Transcribe exactly the portion of the listing below that runs from the line containing "on ground, placing a dot on each." through its last line.

Provided records Block Start

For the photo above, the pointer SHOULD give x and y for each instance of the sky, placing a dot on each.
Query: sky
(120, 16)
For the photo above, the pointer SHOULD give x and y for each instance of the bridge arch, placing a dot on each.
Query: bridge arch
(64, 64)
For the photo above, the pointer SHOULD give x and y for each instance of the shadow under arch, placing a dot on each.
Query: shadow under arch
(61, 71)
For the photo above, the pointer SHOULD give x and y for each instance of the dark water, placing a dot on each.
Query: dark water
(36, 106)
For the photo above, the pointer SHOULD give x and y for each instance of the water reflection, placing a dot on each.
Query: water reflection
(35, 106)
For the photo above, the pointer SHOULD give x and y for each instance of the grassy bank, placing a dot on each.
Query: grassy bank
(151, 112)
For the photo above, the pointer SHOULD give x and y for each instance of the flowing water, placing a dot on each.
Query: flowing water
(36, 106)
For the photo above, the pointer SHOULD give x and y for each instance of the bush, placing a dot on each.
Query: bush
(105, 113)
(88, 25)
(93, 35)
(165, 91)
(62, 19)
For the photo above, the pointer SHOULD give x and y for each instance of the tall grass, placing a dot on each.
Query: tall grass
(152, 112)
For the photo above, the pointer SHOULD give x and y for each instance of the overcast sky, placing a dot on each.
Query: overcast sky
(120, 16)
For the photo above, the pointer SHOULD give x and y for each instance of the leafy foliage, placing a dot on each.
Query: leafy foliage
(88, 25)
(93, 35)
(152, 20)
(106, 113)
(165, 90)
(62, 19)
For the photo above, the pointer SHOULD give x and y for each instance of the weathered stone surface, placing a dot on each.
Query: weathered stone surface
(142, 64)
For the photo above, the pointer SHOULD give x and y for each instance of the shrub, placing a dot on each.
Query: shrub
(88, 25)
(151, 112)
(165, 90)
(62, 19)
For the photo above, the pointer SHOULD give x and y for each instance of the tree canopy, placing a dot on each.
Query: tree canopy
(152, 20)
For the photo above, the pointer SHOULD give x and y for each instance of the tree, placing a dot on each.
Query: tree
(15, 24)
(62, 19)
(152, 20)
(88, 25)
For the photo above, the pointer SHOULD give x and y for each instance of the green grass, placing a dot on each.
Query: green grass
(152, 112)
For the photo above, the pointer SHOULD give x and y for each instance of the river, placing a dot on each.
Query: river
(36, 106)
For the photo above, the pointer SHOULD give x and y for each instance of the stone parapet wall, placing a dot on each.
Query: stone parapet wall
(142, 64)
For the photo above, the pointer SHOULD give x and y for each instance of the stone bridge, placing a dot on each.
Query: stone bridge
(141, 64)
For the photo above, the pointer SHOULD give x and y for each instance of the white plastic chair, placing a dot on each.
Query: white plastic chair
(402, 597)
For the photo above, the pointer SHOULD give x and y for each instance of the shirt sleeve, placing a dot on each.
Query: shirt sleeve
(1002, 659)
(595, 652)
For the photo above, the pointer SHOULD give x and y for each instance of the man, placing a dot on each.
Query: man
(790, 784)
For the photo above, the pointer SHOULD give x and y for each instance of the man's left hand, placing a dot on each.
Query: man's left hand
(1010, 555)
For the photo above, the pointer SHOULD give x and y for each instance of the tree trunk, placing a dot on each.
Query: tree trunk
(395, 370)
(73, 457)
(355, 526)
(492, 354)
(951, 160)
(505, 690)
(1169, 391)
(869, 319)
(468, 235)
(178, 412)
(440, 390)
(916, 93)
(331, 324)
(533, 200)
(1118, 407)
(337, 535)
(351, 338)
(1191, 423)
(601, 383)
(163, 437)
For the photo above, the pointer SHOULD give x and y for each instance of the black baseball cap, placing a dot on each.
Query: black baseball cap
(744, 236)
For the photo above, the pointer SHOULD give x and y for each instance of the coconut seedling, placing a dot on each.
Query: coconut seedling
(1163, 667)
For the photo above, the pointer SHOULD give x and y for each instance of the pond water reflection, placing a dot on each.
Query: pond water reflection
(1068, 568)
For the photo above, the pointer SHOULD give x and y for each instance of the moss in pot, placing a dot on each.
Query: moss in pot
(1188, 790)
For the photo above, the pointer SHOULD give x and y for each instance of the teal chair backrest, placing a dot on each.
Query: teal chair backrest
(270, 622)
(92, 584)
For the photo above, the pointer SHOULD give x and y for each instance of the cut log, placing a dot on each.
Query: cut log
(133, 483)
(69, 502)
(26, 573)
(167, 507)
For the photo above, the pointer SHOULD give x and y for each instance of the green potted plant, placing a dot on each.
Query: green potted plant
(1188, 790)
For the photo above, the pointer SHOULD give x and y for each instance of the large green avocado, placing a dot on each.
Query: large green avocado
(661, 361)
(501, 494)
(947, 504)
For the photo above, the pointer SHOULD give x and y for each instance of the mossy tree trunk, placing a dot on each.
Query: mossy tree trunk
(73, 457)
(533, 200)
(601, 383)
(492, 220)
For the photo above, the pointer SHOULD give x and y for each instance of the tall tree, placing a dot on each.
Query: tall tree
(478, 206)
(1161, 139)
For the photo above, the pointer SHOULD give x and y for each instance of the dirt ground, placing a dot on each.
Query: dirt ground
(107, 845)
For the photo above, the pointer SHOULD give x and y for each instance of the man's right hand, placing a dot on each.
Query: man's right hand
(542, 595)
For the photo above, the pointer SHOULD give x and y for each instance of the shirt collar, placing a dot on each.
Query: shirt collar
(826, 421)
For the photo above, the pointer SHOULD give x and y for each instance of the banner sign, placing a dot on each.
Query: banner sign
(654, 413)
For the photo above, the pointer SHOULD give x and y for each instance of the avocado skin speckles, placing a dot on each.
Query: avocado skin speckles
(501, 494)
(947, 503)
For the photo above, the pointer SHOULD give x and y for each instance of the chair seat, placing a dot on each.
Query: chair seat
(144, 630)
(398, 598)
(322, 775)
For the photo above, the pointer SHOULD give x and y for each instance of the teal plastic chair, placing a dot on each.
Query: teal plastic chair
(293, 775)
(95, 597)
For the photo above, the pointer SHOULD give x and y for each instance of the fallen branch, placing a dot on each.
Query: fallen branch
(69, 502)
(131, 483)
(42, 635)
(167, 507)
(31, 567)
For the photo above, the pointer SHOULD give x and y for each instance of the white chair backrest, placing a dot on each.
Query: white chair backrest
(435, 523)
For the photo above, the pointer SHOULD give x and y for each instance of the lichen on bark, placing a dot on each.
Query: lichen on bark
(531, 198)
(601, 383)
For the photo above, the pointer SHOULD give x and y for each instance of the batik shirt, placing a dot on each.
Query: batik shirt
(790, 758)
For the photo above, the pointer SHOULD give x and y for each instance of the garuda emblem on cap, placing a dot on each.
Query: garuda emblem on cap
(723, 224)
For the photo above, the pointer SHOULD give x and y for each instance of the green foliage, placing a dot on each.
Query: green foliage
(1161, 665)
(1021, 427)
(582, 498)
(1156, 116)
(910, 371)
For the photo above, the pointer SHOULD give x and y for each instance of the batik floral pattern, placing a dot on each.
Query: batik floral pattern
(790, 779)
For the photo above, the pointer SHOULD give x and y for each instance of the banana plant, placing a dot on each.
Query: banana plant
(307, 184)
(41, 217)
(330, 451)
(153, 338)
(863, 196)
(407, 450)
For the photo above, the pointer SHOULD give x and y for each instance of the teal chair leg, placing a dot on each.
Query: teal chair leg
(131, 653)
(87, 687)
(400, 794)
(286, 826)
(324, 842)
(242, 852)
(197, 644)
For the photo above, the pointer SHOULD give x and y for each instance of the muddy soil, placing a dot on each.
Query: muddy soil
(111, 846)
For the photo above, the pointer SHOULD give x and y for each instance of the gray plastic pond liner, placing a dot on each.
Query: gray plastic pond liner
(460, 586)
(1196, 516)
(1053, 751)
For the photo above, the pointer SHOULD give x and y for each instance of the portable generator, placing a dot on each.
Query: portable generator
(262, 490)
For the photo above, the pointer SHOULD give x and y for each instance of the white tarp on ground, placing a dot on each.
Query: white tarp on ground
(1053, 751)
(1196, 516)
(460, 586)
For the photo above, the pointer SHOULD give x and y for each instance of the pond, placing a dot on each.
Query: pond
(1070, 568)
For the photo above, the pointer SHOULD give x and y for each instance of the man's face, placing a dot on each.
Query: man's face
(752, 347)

Provided records Block End

Exercise solution:
For the photo above, the pointer SHOULD give x and y for each instance of the white tarp on ground, placing a dot on each.
Query: white tarp on ground
(1053, 751)
(1196, 516)
(460, 586)
For the photo above, the pointer SHOULD give x and y for each instance of the pond, placing a dot on each.
Query: pond
(1070, 568)
For the photo above, the pointer SHOULD give x and y for each instance of the man's face, placing a dot on each.
Query: man's face
(752, 347)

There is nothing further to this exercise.